◆ **TEKSTFRAGMENT**:
2. Bij de aangevallen uitspraak heeft de rechtbank het beroep tegen het bestreden besluit gegrond verklaard en het bestreden besluit vernietigd voor zover het college de aanvraag om bijzondere bijstand voor nota 1 heeft afgewezen. De rechtbank heeft onder meer overwogen dat appellante ter zitting heeft gezegd dat zij op 26 maart 2020 met een acuut probleem bij de eigen tandarts is geweest en dat de eigen tandarts het noodzakelijk heeft geacht haar naar de noodtandarts te verwijzen. De noodtandarts heeft bij appellante de volgende dag een noodvulling aangebracht. Omdat deze noodvulling is losgeraakt, is zij op 28 maart 2020 weer door de noodtandarts behandeld. Deze gang van zaken is door het college niet bestreden. Het college heeft nota 3, die ziet op de behandelingen op 27 maart 2020 en 28 maart 2020, wel vergoed. Het college heeft naar het oordeel van de rechtbank niet gemotiveerd waarom er geen verband bestaat tussen de melding van een acuut probleem bij de eigen tandarts en de doorverwijzing naar de noodtandarts. De rechtbank neemt hierbij in aanmerking dat het niet onmogelijk is dat het bezoek aan de eigen tandarts acuut noodzakelijk was voor een doorverwijzing naar de noodtandarts, wat inhoudt dat er een direct verband is tussen het consult bij de eigen tandarts en het bezoek aan de noodtandarts. De rechtbank heeft zelf in de zaak voorzien door het primaire besluit te herroepen voor zover dat ziet op de afwijzing van de aanvraag om bijzondere bijstand voor nota 1 en heeft het college opgedragen aan appellante een bedrag van € 22,16 aan bijzondere bijstand te betalen. De rechtbank heeft ten slotte het college veroordeeld in de proceskosten van appellante tot een bedrag van € 2.564,- en het college opgedragen aan appellante het griffierecht van € 49,- te vergoeden.

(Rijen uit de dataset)
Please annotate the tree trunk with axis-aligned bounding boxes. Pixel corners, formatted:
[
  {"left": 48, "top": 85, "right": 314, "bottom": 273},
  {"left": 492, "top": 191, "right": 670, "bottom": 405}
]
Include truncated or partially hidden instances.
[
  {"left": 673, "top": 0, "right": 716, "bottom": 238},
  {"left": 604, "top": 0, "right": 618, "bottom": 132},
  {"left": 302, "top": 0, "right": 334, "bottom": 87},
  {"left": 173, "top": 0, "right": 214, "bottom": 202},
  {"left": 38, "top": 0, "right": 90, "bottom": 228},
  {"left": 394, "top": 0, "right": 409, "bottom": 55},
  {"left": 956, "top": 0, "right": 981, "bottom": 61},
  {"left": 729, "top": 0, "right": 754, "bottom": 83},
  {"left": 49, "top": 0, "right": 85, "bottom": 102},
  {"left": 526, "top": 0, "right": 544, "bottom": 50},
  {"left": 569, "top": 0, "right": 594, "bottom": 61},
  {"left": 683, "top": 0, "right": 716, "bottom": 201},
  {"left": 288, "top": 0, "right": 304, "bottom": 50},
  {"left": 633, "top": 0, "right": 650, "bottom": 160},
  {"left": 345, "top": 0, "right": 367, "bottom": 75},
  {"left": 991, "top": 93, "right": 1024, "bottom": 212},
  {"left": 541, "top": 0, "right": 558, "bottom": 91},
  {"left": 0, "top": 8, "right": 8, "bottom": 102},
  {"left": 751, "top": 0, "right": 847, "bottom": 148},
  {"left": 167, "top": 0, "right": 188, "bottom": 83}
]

◆ **OPDRACHTEN**:
1. Zet de alinea uit het tekstfragment die begint met "2. Bij de aangevallen uitspraak" om in een korte lijst met de belangrijkste feiten.
2. Hernoem in alle records "tree trunk" tot "tree stem" en laat de rest van die regels ongewijzigd.
De records hebben niets met het tekstfragment te maken.

◆ **VERWACHTE UITKOMSTEN**:
1.
- De rechtbank verklaarde het beroep gegrond en vernietigde het bestreden besluit, voor zover het college de aanvraag om bijzondere bijstand voor nota 1 had afgewezen.
- Appellante ging op 26 maart 2020 met een acuut probleem naar haar eigen tandarts, die haar naar de noodtandarts verwees.
- De noodtandarts bracht de volgende dag een noodvulling aan. Omdat die was losgeraakt, behandelde de noodtandarts haar op 28 maart 2020 opnieuw. Het college vergoedde deze behandelingen (nota 3).
- Volgens de rechtbank heeft het college niet gemotiveerd waarom er geen verband is tussen de melding bij de eigen tandarts en de doorverwijzing naar de noodtandarts.
- De rechtbank herriep het primaire besluit op dit punt en droeg het college op € 22,16 aan bijzondere bijstand te betalen.
- Het college moet de proceskosten van € 2.564,- betalen en het griffierecht van € 49,- vergoeden.

2.
Please annotate the tree stem with axis-aligned bounding boxes. Pixel corners, formatted:
[
  {"left": 48, "top": 85, "right": 314, "bottom": 273},
  {"left": 492, "top": 191, "right": 670, "bottom": 405}
]
Include truncated or partially hidden instances.
[
  {"left": 673, "top": 0, "right": 716, "bottom": 238},
  {"left": 604, "top": 0, "right": 618, "bottom": 132},
  {"left": 302, "top": 0, "right": 334, "bottom": 87},
  {"left": 173, "top": 0, "right": 214, "bottom": 202},
  {"left": 38, "top": 0, "right": 90, "bottom": 228},
  {"left": 394, "top": 0, "right": 409, "bottom": 55},
  {"left": 956, "top": 0, "right": 981, "bottom": 61},
  {"left": 729, "top": 0, "right": 754, "bottom": 83},
  {"left": 49, "top": 0, "right": 85, "bottom": 102},
  {"left": 526, "top": 0, "right": 544, "bottom": 50},
  {"left": 569, "top": 0, "right": 594, "bottom": 61},
  {"left": 683, "top": 0, "right": 716, "bottom": 201},
  {"left": 288, "top": 0, "right": 304, "bottom": 50},
  {"left": 633, "top": 0, "right": 650, "bottom": 160},
  {"left": 345, "top": 0, "right": 367, "bottom": 75},
  {"left": 991, "top": 93, "right": 1024, "bottom": 212},
  {"left": 541, "top": 0, "right": 558, "bottom": 91},
  {"left": 0, "top": 8, "right": 8, "bottom": 102},
  {"left": 751, "top": 0, "right": 847, "bottom": 148},
  {"left": 167, "top": 0, "right": 188, "bottom": 83}
]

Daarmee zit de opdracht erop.